[Referring expression data]
--- --- ---

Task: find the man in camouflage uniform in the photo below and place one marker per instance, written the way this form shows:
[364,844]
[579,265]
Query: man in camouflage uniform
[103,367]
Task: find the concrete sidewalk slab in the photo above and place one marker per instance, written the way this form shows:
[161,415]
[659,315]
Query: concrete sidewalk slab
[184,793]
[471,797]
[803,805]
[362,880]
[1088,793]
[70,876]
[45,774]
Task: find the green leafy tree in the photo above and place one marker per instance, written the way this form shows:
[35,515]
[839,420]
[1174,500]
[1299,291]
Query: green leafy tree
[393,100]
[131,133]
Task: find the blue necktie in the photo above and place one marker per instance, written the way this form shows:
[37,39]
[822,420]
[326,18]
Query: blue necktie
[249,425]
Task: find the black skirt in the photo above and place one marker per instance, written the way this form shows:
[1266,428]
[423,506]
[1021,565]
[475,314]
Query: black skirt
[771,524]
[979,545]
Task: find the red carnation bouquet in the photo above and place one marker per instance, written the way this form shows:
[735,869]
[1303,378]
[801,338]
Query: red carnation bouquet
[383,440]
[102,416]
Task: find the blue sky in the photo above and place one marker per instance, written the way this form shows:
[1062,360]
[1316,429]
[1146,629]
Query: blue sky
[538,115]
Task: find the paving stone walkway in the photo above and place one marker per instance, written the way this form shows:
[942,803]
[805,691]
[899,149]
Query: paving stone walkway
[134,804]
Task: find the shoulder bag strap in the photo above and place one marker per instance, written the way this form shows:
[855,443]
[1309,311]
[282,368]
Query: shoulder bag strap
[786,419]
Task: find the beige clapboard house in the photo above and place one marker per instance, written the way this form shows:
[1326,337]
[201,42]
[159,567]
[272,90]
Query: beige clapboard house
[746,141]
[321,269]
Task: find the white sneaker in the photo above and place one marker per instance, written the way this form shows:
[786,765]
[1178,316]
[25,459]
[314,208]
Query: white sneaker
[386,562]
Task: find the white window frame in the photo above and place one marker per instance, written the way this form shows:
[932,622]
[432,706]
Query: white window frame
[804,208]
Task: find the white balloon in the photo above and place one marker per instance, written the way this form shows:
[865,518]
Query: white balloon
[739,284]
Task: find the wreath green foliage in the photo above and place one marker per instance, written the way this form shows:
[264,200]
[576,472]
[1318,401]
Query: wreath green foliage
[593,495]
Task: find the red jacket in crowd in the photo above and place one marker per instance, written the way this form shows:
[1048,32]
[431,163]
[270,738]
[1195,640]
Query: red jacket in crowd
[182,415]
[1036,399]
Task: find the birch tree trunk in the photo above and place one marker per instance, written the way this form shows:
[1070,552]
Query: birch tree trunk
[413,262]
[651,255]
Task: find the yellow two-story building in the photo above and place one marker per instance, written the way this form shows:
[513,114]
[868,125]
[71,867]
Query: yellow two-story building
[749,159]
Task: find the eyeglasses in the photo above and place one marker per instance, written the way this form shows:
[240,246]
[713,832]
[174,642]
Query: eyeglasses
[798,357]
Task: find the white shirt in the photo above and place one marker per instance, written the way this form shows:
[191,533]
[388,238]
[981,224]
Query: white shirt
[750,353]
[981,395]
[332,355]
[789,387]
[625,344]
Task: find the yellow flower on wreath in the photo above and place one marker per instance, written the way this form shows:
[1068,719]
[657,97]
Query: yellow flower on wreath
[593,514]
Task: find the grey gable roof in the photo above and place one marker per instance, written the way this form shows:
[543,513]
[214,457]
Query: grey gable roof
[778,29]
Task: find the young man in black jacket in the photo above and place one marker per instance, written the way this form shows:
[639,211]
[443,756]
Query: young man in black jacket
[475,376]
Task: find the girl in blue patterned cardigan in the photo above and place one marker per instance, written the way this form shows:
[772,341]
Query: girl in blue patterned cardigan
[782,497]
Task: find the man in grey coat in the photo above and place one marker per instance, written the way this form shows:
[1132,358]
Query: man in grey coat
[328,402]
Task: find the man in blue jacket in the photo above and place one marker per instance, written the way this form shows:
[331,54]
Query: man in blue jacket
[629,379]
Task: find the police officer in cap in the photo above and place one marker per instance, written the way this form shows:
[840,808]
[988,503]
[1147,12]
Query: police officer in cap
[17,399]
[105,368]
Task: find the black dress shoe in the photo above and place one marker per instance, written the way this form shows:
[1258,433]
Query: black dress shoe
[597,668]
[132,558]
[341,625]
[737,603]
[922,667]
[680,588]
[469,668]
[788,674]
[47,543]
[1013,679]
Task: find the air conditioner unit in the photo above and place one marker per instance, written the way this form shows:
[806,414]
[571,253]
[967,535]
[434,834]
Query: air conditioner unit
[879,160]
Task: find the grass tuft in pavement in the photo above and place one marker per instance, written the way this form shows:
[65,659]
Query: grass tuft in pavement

--- --- ---

*WHAT THE TASK REQUIRES*
Go line by line through the data, copying each one that contains the word "pavement".

*WRITTEN REPLY*
Task: find the grass tuft in pavement in the photo above and place one marker per instance, written the way this form shows:
Query: grass tuft in pavement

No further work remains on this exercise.